┌─ Passage to read
A Bruker Icon AFM was used to study the surface morphology, domain size, coverage and thickness of the deposited layers. Scanasyst air probe AFM tips with a nominal tip radius of ∼2 nm and spring constant of 0.4 N m -1 were employed for the measurements, and images were collected using peak-force tapping mode. To measure the thickness of the deposited films, samples were lightly scratched using a blunt tweezer to remove a portion of the weakly bonded WSe 2 film without damaging or scratching the sapphire surface. A Zeiss Merlin electron microscope was used to acquire the scanning electron micrographs. An accelerating voltage of 3 kV and a working distance of 3 mm were used with the in-lens detector to capture the images. Room-temperature Raman and photoluminescence spectroscopy were carried out using a Witec Apyron confocal microscope placed inside a MBraun glovebox to minimize the influence of oxygen (<1 ppm) and moisture (<1 ppm). The laser had an excitation wavelength of 532 nm and the power remained under 4 mW.

To fabricate the WSe 2 FETs, monolayer WSe 2 films were first transferred from the sapphire growth substrate to the global backgated Al 2 O 3 /Pt/TiN/p++-Si substrate using a PMMA-assisted wet transfer process. First the WSe 2 film on the sapphire substrate was spin-coated with PMMA and baked at 150 °C for 2 min to ensure good PMMA-WSe 2 adhesion. The corners of the spin-coated film were scratched using a razor blade and immersed in a 2 M NaOH solution kept at 90 °C. Capillary action caused the NaOH to be preferentially drawn into the substrate/film interface due to the hydrophilic nature of sapphire and the hydrophobic nature of WSe 2 and PMMA, separating the PMMA/ WSe 2 film from the sapphire substrate. The separated film was then fished out of the NaOH solution using a clean glass slide and rinsed in three separate water baths for 15 min each before finally being transferred onto the target substrate. Subsequently, the substrate was baked at 50 °C and 70 °C for 10 min each to remove moisture and promote film adhesion, thus ensuring a pristine interface, before the PMMA was removed using acetone immersion overnight and the film was cleaned with IPA.

To define the channel regions on the conformal WSe 2 film, the substrate was spin-coated with PMMA and baked at 180 °C for 90 s. The resist was then exposed via an electron beam (e-beam) and developed using a 1:1 mixture of 4-methyl-2-pentanone (MIBK) and IPA. The bilayer WSe 2 film was subsequently etched using a sulfur hexafluoride (SF 6 ) reactive ion-etch chemistry at 5 °C for 30 s. Next, the sample was immersed in acetone overnight and cleaned with IPA to thoroughly remove the photoresist.

To define the source and drain contacts, the sample was then spin-coated with MMA followed by A3 PMMA. E-beam lithography was again used to pattern the source and drain contacts. The sample was then developed using a 1:1 mixture of MIBK/IPA for 60 s and pure IPA for 45 s. Next, 40 nm of palladium and 30 nm of gold were deposited using e-beam evaporation. Finally, a lift-off process was performed to remove the evaporated palladium/gold except from the source/drain patterns by immersing the sample in acetone for 30 min followed by IPA rinse for another 10 min. https://doi.org/10.1038/s41565-023-01456-6

Electrical characterization of the fabricated devices was performed using a Lake Shore CRX-VF probe station in atmospheric conditions with a Keysight B1500A parameter analyser. Statistical measurements were performed using a semi-automated Formfactor 12000 probe station in atmospheric conditions with a Keysight B1500A parameter analyser.
└─
┌─ Excerpted data
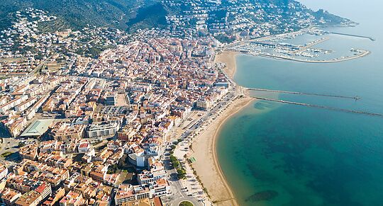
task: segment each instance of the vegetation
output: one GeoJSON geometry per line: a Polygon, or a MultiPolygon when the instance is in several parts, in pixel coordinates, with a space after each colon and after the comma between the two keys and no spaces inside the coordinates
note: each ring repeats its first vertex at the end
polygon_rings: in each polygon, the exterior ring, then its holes
{"type": "Polygon", "coordinates": [[[2,156],[3,158],[5,158],[5,157],[7,157],[7,156],[11,155],[12,154],[13,154],[13,152],[11,152],[11,151],[6,151],[6,152],[1,154],[1,156],[2,156]]]}
{"type": "Polygon", "coordinates": [[[189,202],[189,201],[183,201],[179,203],[179,206],[193,206],[193,203],[189,202]]]}
{"type": "Polygon", "coordinates": [[[186,176],[186,171],[184,167],[182,167],[182,165],[181,164],[179,161],[178,161],[178,159],[175,156],[171,155],[170,162],[172,163],[172,166],[173,166],[173,167],[177,170],[178,178],[184,178],[186,176]]]}
{"type": "Polygon", "coordinates": [[[26,143],[21,142],[18,142],[18,144],[17,145],[18,147],[23,147],[24,146],[26,146],[26,143]]]}
{"type": "Polygon", "coordinates": [[[235,38],[231,38],[228,35],[223,34],[216,35],[216,39],[221,43],[231,43],[235,40],[235,38]]]}
{"type": "MultiPolygon", "coordinates": [[[[235,4],[247,4],[245,2],[246,1],[238,1],[238,3],[222,1],[222,8],[212,11],[209,15],[214,18],[208,19],[206,23],[209,24],[221,22],[225,18],[228,18],[229,21],[233,20],[233,17],[228,15],[227,8],[235,6],[235,4]]],[[[318,23],[339,24],[348,21],[323,10],[314,12],[301,7],[296,1],[293,0],[255,0],[250,2],[272,3],[282,6],[282,11],[270,8],[265,11],[272,15],[282,16],[285,19],[294,19],[294,13],[300,12],[312,14],[318,23]],[[290,10],[288,4],[293,4],[296,8],[290,10]]],[[[42,31],[50,32],[66,28],[78,29],[89,25],[113,27],[130,32],[134,32],[138,28],[163,28],[167,25],[167,16],[184,15],[184,11],[190,10],[190,5],[169,5],[160,0],[1,0],[0,30],[11,25],[17,11],[28,7],[49,11],[50,14],[57,17],[54,21],[43,22],[39,25],[39,29],[42,31]]],[[[251,14],[249,17],[253,18],[255,23],[260,23],[271,20],[267,17],[263,20],[256,19],[251,14]]],[[[191,18],[188,22],[185,22],[185,24],[187,27],[194,28],[197,19],[191,18]]],[[[217,39],[221,42],[233,41],[225,35],[217,36],[217,39]]],[[[96,50],[94,52],[97,53],[96,50]]]]}

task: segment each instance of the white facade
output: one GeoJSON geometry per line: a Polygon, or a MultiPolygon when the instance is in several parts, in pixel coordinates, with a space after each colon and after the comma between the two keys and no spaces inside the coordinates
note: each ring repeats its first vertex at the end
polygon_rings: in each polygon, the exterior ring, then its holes
{"type": "Polygon", "coordinates": [[[87,132],[89,138],[104,137],[114,135],[119,129],[120,123],[113,122],[103,125],[92,125],[87,132]]]}

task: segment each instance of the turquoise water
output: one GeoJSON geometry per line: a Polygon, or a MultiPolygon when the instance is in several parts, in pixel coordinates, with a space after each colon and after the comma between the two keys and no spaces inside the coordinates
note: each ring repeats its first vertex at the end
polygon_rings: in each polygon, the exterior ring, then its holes
{"type": "MultiPolygon", "coordinates": [[[[302,1],[360,23],[329,30],[377,39],[331,35],[331,40],[318,47],[338,52],[355,47],[372,53],[316,64],[239,55],[236,82],[246,87],[357,95],[362,98],[358,101],[252,93],[383,113],[383,14],[378,6],[382,3],[302,1]]],[[[217,153],[240,205],[383,205],[383,118],[258,101],[226,123],[217,153]]]]}

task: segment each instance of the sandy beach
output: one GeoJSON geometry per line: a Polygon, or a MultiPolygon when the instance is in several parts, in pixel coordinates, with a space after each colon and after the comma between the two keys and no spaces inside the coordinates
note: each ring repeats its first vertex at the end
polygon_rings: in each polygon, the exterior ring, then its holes
{"type": "Polygon", "coordinates": [[[218,163],[216,142],[218,132],[226,120],[253,100],[250,97],[236,99],[193,143],[192,156],[196,161],[192,166],[216,205],[238,205],[218,163]]]}
{"type": "Polygon", "coordinates": [[[238,54],[240,53],[237,52],[225,50],[220,54],[216,55],[216,59],[214,59],[215,62],[225,63],[226,64],[223,69],[231,79],[234,77],[237,70],[235,56],[238,54]]]}

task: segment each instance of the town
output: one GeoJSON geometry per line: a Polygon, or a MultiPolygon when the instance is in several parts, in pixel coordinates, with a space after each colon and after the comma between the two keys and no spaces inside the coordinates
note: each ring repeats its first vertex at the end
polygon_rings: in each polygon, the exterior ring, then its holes
{"type": "Polygon", "coordinates": [[[174,135],[185,124],[198,127],[199,118],[212,118],[207,111],[238,98],[223,65],[213,63],[219,42],[153,37],[122,44],[114,40],[123,33],[95,28],[40,33],[35,22],[55,18],[23,12],[2,33],[10,37],[0,52],[0,125],[10,136],[0,149],[2,202],[211,204],[187,161],[173,153],[189,149],[196,137],[174,135]],[[88,35],[94,38],[79,41],[88,35]],[[89,42],[113,46],[92,58],[89,42]],[[38,48],[41,57],[15,52],[16,45],[38,48]],[[77,50],[82,52],[65,55],[77,50]]]}
{"type": "Polygon", "coordinates": [[[191,166],[199,160],[187,154],[244,96],[224,72],[227,65],[215,62],[217,52],[271,47],[301,55],[317,43],[238,46],[294,33],[316,18],[299,3],[229,1],[225,11],[218,1],[164,0],[187,6],[166,16],[166,28],[134,34],[107,25],[51,30],[57,16],[16,11],[0,32],[0,202],[212,205],[191,166]],[[282,16],[287,8],[294,18],[282,16]]]}

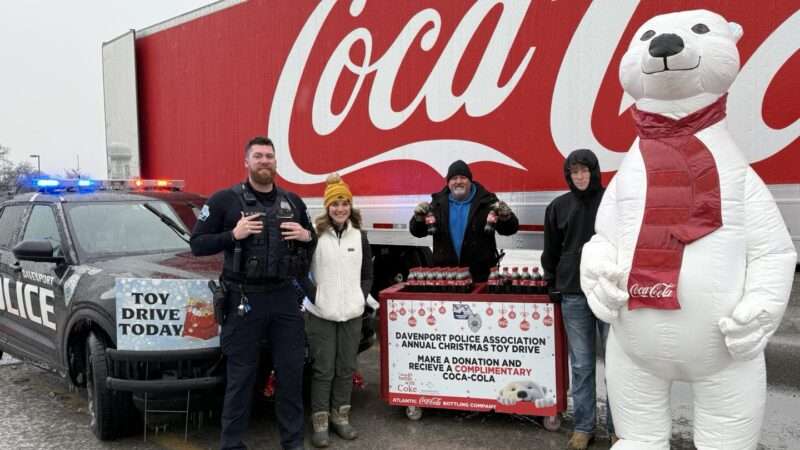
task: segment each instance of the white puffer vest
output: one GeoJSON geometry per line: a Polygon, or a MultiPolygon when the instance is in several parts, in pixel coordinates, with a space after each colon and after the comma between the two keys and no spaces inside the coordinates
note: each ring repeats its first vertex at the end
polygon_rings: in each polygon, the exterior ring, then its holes
{"type": "Polygon", "coordinates": [[[364,313],[361,291],[361,231],[348,222],[342,237],[333,228],[319,234],[311,261],[311,273],[317,283],[316,301],[308,305],[315,316],[345,322],[364,313]]]}

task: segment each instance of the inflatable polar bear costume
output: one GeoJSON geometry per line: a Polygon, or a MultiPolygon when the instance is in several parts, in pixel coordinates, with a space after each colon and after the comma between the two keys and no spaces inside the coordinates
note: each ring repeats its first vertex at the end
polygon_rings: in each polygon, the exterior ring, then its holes
{"type": "MultiPolygon", "coordinates": [[[[741,35],[739,25],[709,11],[647,21],[620,65],[620,80],[636,100],[637,114],[677,120],[716,104],[724,117],[725,93],[739,70],[741,35]]],[[[692,386],[698,449],[754,449],[760,435],[763,350],[786,308],[797,256],[772,196],[731,139],[724,118],[689,137],[713,156],[708,160],[718,174],[721,224],[681,244],[674,271],[679,309],[634,305],[632,296],[658,297],[667,284],[629,289],[648,181],[657,183],[655,176],[648,180],[640,149],[644,137],[609,184],[597,234],[583,247],[582,289],[597,317],[612,325],[606,376],[621,438],[615,450],[669,449],[670,387],[676,380],[692,386]]],[[[663,188],[663,178],[660,183],[663,188]]],[[[672,239],[680,241],[678,227],[671,230],[672,239]]]]}

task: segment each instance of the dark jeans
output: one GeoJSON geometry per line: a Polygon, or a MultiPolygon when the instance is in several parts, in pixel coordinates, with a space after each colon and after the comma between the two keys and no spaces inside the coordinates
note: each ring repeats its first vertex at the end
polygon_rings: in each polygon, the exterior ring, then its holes
{"type": "Polygon", "coordinates": [[[243,449],[242,437],[258,371],[259,342],[266,337],[275,369],[275,413],[283,448],[303,445],[303,363],[305,336],[297,294],[289,284],[270,292],[248,293],[252,310],[236,314],[241,295],[230,294],[222,326],[222,352],[227,357],[227,383],[222,409],[220,448],[243,449]]]}
{"type": "Polygon", "coordinates": [[[361,317],[331,322],[308,313],[306,336],[313,359],[311,412],[349,405],[361,340],[361,317]]]}
{"type": "MultiPolygon", "coordinates": [[[[597,352],[596,338],[600,335],[605,348],[608,324],[598,319],[581,294],[564,294],[561,314],[567,331],[569,363],[572,366],[572,404],[575,410],[575,431],[593,433],[597,420],[597,391],[595,387],[597,352]]],[[[608,432],[614,432],[611,408],[607,408],[608,432]]]]}

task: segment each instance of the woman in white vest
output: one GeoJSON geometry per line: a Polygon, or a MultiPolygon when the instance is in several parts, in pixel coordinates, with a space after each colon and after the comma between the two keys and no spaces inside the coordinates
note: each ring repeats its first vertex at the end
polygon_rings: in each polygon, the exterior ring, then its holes
{"type": "Polygon", "coordinates": [[[361,340],[361,315],[372,287],[372,255],[353,194],[339,177],[328,177],[325,212],[314,220],[319,241],[311,261],[316,298],[307,305],[306,335],[313,358],[311,411],[315,447],[330,445],[328,426],[342,439],[350,425],[350,393],[361,340]]]}

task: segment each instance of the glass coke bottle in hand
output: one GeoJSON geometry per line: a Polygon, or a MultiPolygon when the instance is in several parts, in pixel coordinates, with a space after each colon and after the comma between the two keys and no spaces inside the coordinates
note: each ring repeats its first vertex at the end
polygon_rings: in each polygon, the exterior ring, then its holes
{"type": "MultiPolygon", "coordinates": [[[[282,225],[286,222],[294,221],[294,211],[292,210],[292,205],[290,205],[285,199],[282,199],[281,203],[278,205],[278,213],[276,217],[278,218],[278,226],[281,228],[281,239],[286,240],[286,238],[283,237],[284,228],[282,225]]],[[[294,247],[294,241],[286,241],[286,246],[289,249],[292,249],[294,247]]]]}

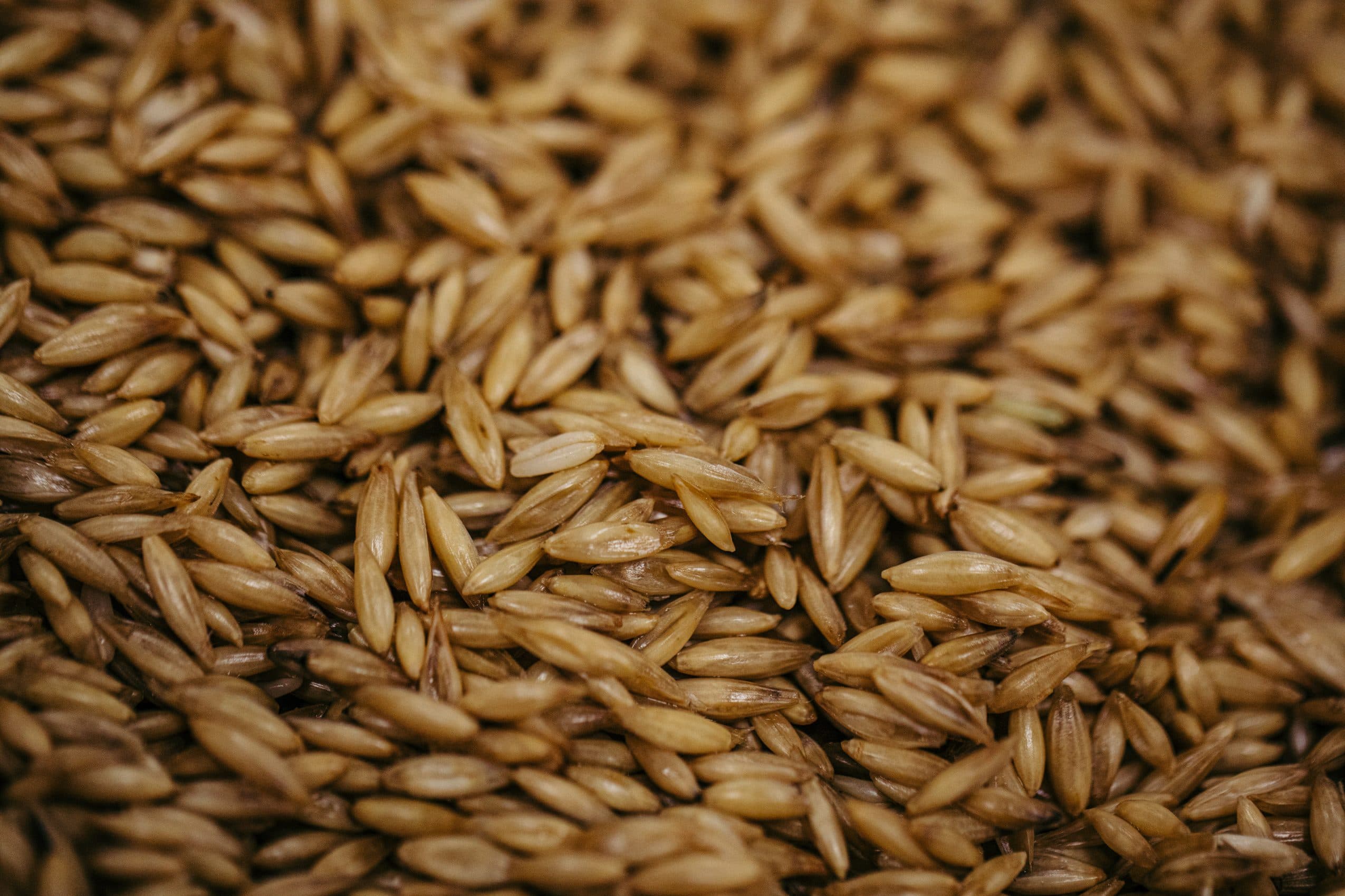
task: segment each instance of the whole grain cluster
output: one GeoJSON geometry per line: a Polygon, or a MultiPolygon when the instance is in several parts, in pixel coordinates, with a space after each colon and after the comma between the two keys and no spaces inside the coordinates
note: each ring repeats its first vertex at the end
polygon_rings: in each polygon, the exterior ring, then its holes
{"type": "Polygon", "coordinates": [[[0,224],[0,896],[1345,893],[1333,0],[9,0],[0,224]]]}

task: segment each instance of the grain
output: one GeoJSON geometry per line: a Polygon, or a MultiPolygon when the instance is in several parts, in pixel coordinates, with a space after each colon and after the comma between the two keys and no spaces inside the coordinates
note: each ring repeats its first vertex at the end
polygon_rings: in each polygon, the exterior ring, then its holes
{"type": "Polygon", "coordinates": [[[160,5],[0,24],[0,891],[1340,889],[1330,4],[160,5]]]}

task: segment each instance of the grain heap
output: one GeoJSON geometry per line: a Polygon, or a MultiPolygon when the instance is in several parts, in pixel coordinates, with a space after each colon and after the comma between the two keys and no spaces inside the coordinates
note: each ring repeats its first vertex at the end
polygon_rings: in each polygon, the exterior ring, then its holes
{"type": "Polygon", "coordinates": [[[1340,4],[0,13],[4,896],[1345,893],[1340,4]]]}

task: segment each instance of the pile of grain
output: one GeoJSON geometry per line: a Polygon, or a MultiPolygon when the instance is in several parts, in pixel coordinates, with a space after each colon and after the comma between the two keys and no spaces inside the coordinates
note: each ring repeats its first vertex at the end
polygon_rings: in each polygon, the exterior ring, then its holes
{"type": "Polygon", "coordinates": [[[0,895],[1345,893],[1345,7],[0,3],[0,895]]]}

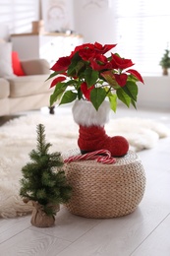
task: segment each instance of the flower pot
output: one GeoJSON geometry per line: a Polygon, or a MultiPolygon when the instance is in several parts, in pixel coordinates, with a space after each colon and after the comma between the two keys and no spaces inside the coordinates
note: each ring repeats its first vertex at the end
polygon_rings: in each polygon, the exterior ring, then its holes
{"type": "MultiPolygon", "coordinates": [[[[30,223],[32,225],[37,227],[50,227],[54,225],[55,218],[53,215],[47,215],[43,211],[43,207],[38,204],[37,202],[32,202],[33,204],[33,210],[31,214],[31,220],[30,223]]],[[[60,206],[52,206],[55,213],[59,211],[60,206]]]]}
{"type": "Polygon", "coordinates": [[[162,75],[168,76],[168,69],[167,68],[163,68],[162,75]]]}
{"type": "MultiPolygon", "coordinates": [[[[77,156],[80,153],[73,150],[67,154],[77,156]]],[[[131,151],[113,164],[90,160],[66,163],[65,172],[73,188],[66,208],[70,213],[85,218],[129,215],[137,209],[145,190],[142,163],[131,151]]]]}
{"type": "Polygon", "coordinates": [[[128,141],[119,134],[110,137],[105,132],[104,125],[109,121],[109,101],[104,100],[96,110],[88,100],[76,100],[72,112],[75,122],[80,126],[78,146],[82,154],[98,150],[108,150],[113,157],[127,154],[128,141]]]}

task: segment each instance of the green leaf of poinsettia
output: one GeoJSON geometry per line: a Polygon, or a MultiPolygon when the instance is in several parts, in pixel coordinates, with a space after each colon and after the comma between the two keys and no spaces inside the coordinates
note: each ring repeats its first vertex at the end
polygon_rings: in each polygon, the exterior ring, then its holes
└─
Problems to work on:
- A) Answer these questions using the passage on WSe₂ film characterization and device fabrication.
(i) What excitation wavelength did the laser used for Raman and photoluminescence spectroscopy have?
(ii) At what temperature was the NaOH solution kept during the wet transfer?
(iii) What thicknesses of palladium and gold were deposited for the source and drain contacts?
- B) Retype the portion of the passage on WSe₂ film characterization and device fabrication that falls between "To define the channel" and "remove the photoresist.", inclusive.

Answers by task:
- A)
(i) 532 nm
(ii) 90 °C
(iii) 40 nm of palladium and 30 nm of gold

- B)
To define the channel regions on the conformal WSe 2 film, the substrate was spin-coated with PMMA and baked at 180 °C for 90 s. The resist was then exposed via an electron beam (e-beam) and developed using a 1:1 mixture of 4-methyl-2-pentanone (MIBK) and IPA. The bilayer WSe 2 film was subsequently etched using a sulfur hexafluoride (SF 6 ) reactive ion-etch chemistry at 5 °C for 30 s. Next, the sample was immersed in acetone overnight and cleaned with IPA to thoroughly remove the photoresist.